Selected passage:
— BEGIN —
Project Euler 22: What is the total of all the name scores in the file of first names?

Written by on 12 January 2011

Topics: Project Euler

Project Euler has a large variety in the sort of problems they pose. Problem 22, as we will solve now, has nothing to do with mathematics and everything to do with computer science and sorting algorithms. The problem reads

Using names.txt (right click and ‘Save Link/Target As…’), a 46K text file containing over five-thousand first names, begin by sorting it into alphabetical order. Then working out the alphabetical value for each name, multiply this value by its alphabetical position in the list to obtain a name score.

For example, when the list is sorted into alphabetical order, COLIN, which is worth 3 + 15 + 12 + 9 + 14 = 53, is the 938th name in the list. So, COLIN would obtain a score of 938 x 53 = 49714.

What is the total of all the name scores in the file?

The way I want to solve this problem, is to split it into three parts

  1. Read the input file and turn the data into a manageable data structure
  2. Sort the data
  3. Sum up and provide the answer
So this post will be split into three parts with most focus on the second part, as that is where the meat is. I will swap the sections a bit, such that I treat section 1 and 3 first to set up the framework. At last I will shortly treat two different sorting algorithms plus the .NET API way for sorting.

Reading the input

Reading a file for its content is a simple procedure which we have done before, but in order to get the data into a usable format, we need to make a bit of effort about the data structure in the file.

These are the notes I have made about the data structure in the file

  1. There are no line breaks
  2. All names are encapsulated in quotation marks – these needs to be stripped
  3. All names are separated by a comma.
  4. All names seems to be completely in upper case

With these facts/assumptions, it is fairly easy to write a small method that provides an output which is  a string array with just the names in all upper case. In C# this method can look as

private string[] readInput(string filename) {
    StreamReader r = new StreamReader(filename);
    string line = r.ReadToEnd();
    r.Close();

    string[] names = line.Split(',');

    for (int i = 0; i < names.Length; i++) {
        names[i] = names[i].Trim('"');
    }

    return names;
}

I read all of the data, split it around the comma and trim off quotation marks.

Summing Up the values

In this section there are two pieces of code, one piece for is the main method which calls the input reader, and sums up all the names. The other piece of code is the method for finding the value of the individual name. And lets start with the main method which is pretty straight forward

string filename = Environment.GetFolderPath(Environment.SpecialFolder.DesktopDirectory) + "\\names.txt";
string[] names = readInput(filename);
int sumResult = 0;

//Insert some sorting here

for (int i = 0; i < names.Length; i++) {
    sumResult += (i + 1) * sum(names[i]);
}

It is a really simple piece of code that does as described in the beginning of the post; read the input, sorts the names and sums them up. I have not inserted the sorting part yet, as the implementation is a bit different depending on the method, but we will get back to that later.
— END —
Data for this exercise:
— BEGIN —
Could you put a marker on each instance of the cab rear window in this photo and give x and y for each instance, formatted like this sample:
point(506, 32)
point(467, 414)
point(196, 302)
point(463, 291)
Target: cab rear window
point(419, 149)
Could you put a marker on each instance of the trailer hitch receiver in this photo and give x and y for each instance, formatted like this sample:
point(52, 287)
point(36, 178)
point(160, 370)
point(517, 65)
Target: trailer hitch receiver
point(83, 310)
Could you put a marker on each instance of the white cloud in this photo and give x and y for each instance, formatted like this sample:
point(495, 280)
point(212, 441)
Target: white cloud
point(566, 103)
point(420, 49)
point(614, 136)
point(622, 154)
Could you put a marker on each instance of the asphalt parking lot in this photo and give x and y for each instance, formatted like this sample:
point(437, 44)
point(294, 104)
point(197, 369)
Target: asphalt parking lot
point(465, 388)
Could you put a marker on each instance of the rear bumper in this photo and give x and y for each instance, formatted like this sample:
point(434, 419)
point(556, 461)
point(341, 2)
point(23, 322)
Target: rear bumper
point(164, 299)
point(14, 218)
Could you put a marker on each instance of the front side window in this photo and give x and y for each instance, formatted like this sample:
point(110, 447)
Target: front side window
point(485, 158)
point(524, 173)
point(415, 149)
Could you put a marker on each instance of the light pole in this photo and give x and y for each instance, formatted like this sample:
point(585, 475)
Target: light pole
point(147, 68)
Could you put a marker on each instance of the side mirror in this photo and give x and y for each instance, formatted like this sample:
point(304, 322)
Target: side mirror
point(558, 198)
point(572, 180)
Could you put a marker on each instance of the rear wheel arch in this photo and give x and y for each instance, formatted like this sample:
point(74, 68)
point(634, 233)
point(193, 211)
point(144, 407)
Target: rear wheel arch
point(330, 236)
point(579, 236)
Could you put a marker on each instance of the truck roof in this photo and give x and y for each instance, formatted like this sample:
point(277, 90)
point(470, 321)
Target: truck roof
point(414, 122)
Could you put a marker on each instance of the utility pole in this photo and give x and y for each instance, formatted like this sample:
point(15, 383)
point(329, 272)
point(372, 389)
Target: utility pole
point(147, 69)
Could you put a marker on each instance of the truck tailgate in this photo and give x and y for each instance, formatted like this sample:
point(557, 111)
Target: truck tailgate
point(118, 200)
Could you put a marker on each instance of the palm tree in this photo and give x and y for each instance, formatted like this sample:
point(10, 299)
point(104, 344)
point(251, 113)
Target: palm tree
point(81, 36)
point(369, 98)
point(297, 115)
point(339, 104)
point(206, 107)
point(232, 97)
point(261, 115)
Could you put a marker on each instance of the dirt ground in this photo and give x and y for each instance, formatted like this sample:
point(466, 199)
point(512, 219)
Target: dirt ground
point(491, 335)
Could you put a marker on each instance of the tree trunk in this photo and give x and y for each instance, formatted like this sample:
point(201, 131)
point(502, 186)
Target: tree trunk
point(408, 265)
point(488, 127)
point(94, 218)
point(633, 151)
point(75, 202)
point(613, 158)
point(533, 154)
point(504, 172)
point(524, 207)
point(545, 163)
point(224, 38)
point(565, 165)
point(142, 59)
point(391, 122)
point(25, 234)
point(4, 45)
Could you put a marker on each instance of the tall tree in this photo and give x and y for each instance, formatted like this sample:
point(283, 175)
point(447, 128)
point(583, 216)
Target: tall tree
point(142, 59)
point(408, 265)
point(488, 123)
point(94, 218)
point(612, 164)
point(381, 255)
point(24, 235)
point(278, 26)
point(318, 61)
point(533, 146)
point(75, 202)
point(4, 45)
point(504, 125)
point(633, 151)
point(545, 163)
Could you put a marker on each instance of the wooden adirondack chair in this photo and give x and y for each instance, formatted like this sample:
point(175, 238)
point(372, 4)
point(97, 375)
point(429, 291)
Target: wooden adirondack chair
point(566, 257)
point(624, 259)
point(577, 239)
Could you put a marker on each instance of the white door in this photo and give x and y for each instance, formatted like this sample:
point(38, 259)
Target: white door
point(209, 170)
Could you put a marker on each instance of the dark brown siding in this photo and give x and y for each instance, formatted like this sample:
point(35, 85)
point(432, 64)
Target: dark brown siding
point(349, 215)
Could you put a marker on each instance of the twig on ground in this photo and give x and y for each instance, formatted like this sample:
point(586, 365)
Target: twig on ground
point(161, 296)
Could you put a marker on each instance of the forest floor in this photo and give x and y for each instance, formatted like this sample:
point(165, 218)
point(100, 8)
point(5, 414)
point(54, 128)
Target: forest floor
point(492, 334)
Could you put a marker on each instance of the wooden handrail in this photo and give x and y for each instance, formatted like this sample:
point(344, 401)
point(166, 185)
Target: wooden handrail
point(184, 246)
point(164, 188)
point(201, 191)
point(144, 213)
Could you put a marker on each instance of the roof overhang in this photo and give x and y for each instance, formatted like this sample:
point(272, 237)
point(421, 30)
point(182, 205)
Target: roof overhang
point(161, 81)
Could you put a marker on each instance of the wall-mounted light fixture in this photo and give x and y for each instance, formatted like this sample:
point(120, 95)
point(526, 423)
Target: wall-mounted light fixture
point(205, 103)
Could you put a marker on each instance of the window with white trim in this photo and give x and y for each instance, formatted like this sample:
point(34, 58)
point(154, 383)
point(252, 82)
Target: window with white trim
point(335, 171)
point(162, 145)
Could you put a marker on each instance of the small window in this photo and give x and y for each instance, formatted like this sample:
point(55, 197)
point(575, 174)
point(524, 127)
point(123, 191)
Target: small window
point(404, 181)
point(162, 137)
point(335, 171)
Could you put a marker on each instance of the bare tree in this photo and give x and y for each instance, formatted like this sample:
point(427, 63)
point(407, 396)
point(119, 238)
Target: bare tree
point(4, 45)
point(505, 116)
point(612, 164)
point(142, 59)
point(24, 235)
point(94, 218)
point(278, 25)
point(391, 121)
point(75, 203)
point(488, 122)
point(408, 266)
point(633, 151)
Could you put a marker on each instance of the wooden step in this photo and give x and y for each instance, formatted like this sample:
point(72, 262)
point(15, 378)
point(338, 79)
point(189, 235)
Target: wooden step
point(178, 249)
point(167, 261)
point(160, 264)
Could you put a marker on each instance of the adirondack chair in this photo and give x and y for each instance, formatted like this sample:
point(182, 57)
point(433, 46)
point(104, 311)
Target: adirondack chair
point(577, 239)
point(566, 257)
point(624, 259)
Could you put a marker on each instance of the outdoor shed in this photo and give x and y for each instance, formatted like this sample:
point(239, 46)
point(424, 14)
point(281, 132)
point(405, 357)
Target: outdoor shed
— END —
Tasks to carry out:
1) Transcribe the entries verbatim, starting at the first line of the entries and ending at the line that contains "point(414, 122)", with both of those lines included.
2) Write the next part of the post on Project Euler Problem 22, continuing after its last paragraph.

Outputs in order:
1)
Could you put a marker on each instance of the cab rear window in this photo and give x and y for each instance, formatted like this sample:
point(506, 32)
point(467, 414)
point(196, 302)
point(463, 291)
Target: cab rear window
point(419, 149)
Could you put a marker on each instance of the trailer hitch receiver in this photo and give x and y for each instance, formatted like this sample:
point(52, 287)
point(36, 178)
point(160, 370)
point(517, 65)
Target: trailer hitch receiver
point(83, 310)
Could you put a marker on each instance of the white cloud in this photo and give x and y for each instance, formatted like this sample:
point(495, 280)
point(212, 441)
Target: white cloud
point(566, 103)
point(420, 49)
point(614, 136)
point(622, 154)
Could you put a marker on each instance of the asphalt parking lot in this photo and give x and y for each instance, formatted like this sample:
point(437, 44)
point(294, 104)
point(197, 369)
Target: asphalt parking lot
point(465, 388)
Could you put a marker on each instance of the rear bumper in this photo and give x and y for each instance, formatted like this sample:
point(434, 419)
point(556, 461)
point(341, 2)
point(23, 322)
Target: rear bumper
point(164, 299)
point(14, 218)
Could you put a marker on each instance of the front side window in this photo and give x and y for each instance, formatted like this sample:
point(110, 447)
Target: front side window
point(485, 158)
point(524, 173)
point(415, 149)
Could you put a marker on each instance of the light pole in this photo and give x and y for each instance, formatted like this sample:
point(585, 475)
Target: light pole
point(147, 68)
Could you put a marker on each instance of the side mirror in this photo and give x and y for each instance, formatted like this sample:
point(304, 322)
Target: side mirror
point(558, 198)
point(572, 180)
Could you put a marker on each instance of the rear wheel arch in this photo and give x and y for each instance, formatted like this sample:
point(74, 68)
point(634, 233)
point(193, 211)
point(144, 407)
Target: rear wheel arch
point(330, 236)
point(579, 236)
Could you put a marker on each instance of the truck roof in this photo and give x and y for each instance, formatted like this sample:
point(277, 90)
point(470, 321)
Target: truck roof
point(414, 122)

2)
The summing function is really simple. I converts each character to the ASCII value, which for A is 65, B is 66 and so on. So by subtracting 64, you get the value asked for in the problem description. It can be implemented as

private int sum(string name) {
    int result = 0;
    for (int i = 0; i < name.Length; i++) {
        result += Convert.ToInt32(name[i]) - 64;
    }
    return result;
}

Sorting the data

With the framework in place we are now ready to deal with the matter of the subject. Before even starting this section I would like to point to Wikipedia’s section on sorting algorithms, since I find the description rather extensive and well written. The entry covers stability, memory usage and running time comparisons.

As mentioned earlier I will pick three strategies for the sorting. The first approach is to use the built in sorting function called Array.Sort(). However, one of the names in the list starts with AA, which at least on my machine is treated as the Danish/Norwegian letter Å, which comes in the end of the alphabet, and thus messes up the sorting. So we have to implement our own comparison function for this approach to work.  I will give you the source code I used to implement the comparison for our own sorting algorithms, but it is rather IComparer interface, and you can check the source code to see the specific details.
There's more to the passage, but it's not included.